[EXTRACT PROVIDED]:
.....

We examine the scalings of X-ray luminosity , temperature , and dark matter or galaxy velocity dispersion for galaxy groups in a \Lambda CDM cosmological simulation , which incorporates gravity , gas dynamics , radiative cooling , and star formation , but no substantial non-gravitational heating .
In agreement with observations , the simulated L _ { X } - \sigma and L _ { X } - T _ { X } relations are steeper than those predicted by adiabatic simulations or self-similar models , with L _ { X } \propto \sigma ^ { 4.4 } and L _ { X } \propto T _ { X } ^ { 2.6 } for massive groups and significantly steeper relations below a break at \sigma \approx 180 km/s ( T _ { X } \approx 0.7 keV ) .
The T _ { X } - \sigma relation is fairly close to the self-similar scaling relation , with T _ { X } \propto \sigma ^ { 1.75 } , provided that the velocity dispersion is estimated from the dark matter or from \gtrsim 10 galaxies .
The entropy of hot gas in low mass groups is higher than predicted by self-similar scaling or adiabatic simulations , and it agrees with observational data that suggest an “ entropy floor. ” The steeper scalings of the luminosity relations are driven by radiative cooling , which reduces the hot ( X-ray emitting ) gas fraction from 50 % of the total baryons at \sigma \approx 500 km/s to 20 % at \sigma \approx 100 km/s .
A secondary effect is that hot gas in smaller systems is less clumpy , further driving down L _ { X } .
A smaller volume simulation with eight times higher mass resolution predicts nearly identical X-ray luminosities at a given group mass , demonstrating the insensitivity of the predicted scaling relations to numerical resolution .

.....

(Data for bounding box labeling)
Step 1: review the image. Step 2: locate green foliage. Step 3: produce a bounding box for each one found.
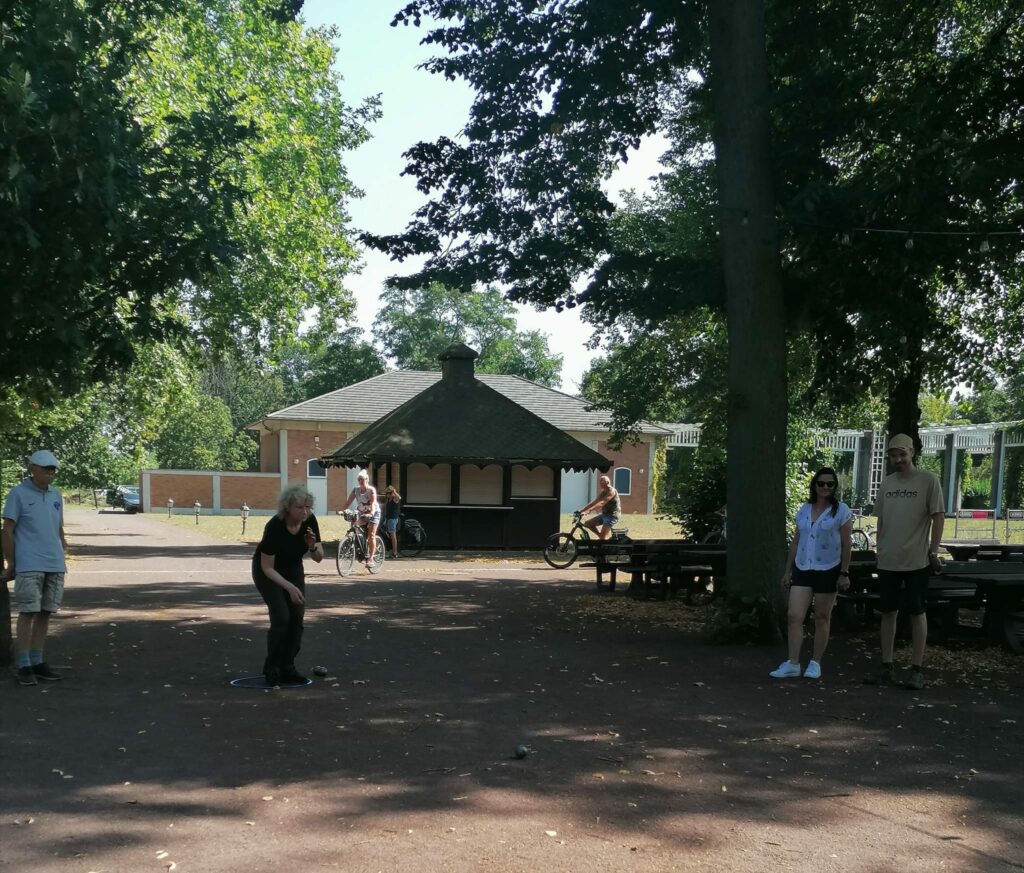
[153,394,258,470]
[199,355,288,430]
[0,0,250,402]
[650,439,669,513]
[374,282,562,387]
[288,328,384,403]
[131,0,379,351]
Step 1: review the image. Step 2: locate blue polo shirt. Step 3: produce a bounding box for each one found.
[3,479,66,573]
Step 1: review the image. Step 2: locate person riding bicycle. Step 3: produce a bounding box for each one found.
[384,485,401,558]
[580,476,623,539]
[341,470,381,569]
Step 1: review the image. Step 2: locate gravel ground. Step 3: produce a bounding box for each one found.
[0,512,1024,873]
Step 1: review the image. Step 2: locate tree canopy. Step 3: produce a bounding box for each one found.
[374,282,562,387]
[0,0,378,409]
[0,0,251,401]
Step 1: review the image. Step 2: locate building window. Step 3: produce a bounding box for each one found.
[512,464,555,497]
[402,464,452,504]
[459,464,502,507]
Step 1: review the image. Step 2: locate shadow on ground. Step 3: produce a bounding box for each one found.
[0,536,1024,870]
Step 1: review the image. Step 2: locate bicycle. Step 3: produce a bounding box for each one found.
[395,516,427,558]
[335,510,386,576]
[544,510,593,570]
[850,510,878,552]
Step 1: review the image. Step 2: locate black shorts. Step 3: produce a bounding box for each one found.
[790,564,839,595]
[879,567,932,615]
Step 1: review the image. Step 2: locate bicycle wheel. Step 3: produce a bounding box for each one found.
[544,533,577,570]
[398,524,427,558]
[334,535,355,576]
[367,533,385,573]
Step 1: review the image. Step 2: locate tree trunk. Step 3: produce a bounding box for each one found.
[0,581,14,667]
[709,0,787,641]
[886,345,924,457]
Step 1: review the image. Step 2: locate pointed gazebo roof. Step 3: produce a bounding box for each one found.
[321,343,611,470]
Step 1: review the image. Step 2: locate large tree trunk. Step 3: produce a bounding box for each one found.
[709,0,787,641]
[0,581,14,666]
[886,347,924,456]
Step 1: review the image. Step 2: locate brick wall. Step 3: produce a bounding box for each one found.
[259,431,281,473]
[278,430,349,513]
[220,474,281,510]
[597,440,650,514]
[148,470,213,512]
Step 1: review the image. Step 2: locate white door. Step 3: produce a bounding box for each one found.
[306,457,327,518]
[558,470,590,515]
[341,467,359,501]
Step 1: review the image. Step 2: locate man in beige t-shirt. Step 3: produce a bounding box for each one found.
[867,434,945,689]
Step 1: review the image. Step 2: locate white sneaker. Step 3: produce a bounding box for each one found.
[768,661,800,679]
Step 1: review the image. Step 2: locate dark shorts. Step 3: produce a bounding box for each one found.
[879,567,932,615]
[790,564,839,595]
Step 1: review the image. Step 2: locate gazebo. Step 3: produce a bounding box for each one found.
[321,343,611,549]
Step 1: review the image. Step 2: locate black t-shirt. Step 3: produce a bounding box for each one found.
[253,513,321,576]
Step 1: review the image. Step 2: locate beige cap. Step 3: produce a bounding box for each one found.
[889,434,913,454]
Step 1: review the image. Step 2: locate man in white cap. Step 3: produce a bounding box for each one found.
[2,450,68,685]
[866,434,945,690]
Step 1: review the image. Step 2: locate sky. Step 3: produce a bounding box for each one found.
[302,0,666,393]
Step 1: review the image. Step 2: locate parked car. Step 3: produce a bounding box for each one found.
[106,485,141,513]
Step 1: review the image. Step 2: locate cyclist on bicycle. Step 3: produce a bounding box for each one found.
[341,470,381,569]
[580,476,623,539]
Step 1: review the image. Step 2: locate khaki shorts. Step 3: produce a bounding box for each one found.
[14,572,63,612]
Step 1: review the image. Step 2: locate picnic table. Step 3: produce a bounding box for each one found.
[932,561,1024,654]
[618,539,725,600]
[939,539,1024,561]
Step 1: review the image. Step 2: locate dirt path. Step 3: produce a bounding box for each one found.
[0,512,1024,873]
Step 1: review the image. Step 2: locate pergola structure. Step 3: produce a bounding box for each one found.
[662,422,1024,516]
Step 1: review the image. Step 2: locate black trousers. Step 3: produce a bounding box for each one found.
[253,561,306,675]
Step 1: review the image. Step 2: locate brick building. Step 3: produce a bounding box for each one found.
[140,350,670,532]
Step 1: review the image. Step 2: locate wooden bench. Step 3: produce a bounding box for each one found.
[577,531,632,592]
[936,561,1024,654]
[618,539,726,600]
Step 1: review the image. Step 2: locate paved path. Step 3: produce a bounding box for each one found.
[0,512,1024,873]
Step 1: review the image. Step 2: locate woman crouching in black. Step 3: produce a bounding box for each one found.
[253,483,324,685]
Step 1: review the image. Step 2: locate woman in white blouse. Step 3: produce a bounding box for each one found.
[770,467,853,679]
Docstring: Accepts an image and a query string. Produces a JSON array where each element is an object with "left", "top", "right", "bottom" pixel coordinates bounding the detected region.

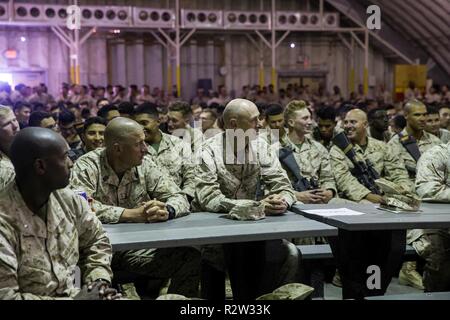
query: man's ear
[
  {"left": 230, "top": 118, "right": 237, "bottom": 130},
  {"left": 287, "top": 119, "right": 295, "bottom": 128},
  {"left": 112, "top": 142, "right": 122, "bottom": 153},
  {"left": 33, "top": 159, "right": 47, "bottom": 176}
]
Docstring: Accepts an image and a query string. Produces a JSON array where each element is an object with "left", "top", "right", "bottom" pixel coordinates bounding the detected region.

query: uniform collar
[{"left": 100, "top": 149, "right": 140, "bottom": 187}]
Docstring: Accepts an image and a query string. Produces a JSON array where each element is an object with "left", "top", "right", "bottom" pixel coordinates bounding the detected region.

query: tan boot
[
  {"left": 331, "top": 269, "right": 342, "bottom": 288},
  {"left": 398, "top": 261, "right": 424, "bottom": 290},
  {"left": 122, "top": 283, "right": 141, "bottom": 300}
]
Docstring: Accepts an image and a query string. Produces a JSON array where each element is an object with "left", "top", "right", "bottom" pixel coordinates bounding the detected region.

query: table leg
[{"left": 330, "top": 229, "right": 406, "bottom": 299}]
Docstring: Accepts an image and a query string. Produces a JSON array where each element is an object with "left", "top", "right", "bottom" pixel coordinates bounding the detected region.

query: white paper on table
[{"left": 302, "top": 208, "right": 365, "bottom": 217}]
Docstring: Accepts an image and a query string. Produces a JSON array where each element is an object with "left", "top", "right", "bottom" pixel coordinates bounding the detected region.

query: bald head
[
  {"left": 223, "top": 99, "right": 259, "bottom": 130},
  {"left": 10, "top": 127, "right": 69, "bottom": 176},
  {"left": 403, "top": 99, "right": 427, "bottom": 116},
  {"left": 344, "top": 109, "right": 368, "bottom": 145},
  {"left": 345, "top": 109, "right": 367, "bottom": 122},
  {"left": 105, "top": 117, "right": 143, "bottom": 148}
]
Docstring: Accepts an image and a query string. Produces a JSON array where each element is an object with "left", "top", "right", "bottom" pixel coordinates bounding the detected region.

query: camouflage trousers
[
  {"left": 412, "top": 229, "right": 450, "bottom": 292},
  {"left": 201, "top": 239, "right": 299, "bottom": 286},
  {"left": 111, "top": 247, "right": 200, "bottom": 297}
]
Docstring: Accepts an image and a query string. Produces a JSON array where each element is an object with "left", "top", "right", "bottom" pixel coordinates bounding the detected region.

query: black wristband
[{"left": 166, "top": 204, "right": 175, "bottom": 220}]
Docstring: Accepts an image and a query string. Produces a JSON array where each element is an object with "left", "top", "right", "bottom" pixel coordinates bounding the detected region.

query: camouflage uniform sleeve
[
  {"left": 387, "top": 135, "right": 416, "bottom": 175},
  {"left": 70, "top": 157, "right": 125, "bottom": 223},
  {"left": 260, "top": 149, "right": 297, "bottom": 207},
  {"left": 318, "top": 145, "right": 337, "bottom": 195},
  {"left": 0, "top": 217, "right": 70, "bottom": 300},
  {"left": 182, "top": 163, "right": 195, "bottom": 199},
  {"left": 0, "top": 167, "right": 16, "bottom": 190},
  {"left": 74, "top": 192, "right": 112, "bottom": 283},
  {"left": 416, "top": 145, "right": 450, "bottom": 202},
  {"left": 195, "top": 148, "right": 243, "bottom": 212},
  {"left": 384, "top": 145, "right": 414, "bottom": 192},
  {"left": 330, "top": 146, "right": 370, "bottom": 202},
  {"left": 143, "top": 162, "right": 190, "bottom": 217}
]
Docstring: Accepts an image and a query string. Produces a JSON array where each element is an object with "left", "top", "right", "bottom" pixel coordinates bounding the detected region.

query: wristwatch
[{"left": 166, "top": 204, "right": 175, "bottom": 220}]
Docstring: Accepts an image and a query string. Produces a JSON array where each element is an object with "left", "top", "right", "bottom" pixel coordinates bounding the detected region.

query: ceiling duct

.....

[WHAT IS ASKED]: Please write the next part of the abstract on X-ray scaling relations in simulated galaxy groups, picking up after its final sentence. This data has no connection to the text.

[RESULT OF THIS EXERCISE]:
The higher resolution simulation predicts higher hot gas fractions at a given group mass , and these predicted fractions are in excellent agreement with available observations .
There remain some quantitative discrepancies : the predicted mass scale of the L _ { X } - T _ { X } and L _ { X } - \sigma breaks is somewhat too low , and the luminosity-weighted temperatures are too high at a given \sigma , probably because our simulated temperature profiles are flat or rising towards small radii while observed profiles decline at r \lesssim 0.2 R _ { vir } .
We conclude that radiative cooling has an important quantitative impact on group X-ray properties and can account for many of the observed trends that have been interpreted as evidence for non-gravitational heating .
Improved simulations and observations are needed to understand the remaining discrepancies and to decide the relative importance of cooling and non-gravitational heating in determining X-ray scalings .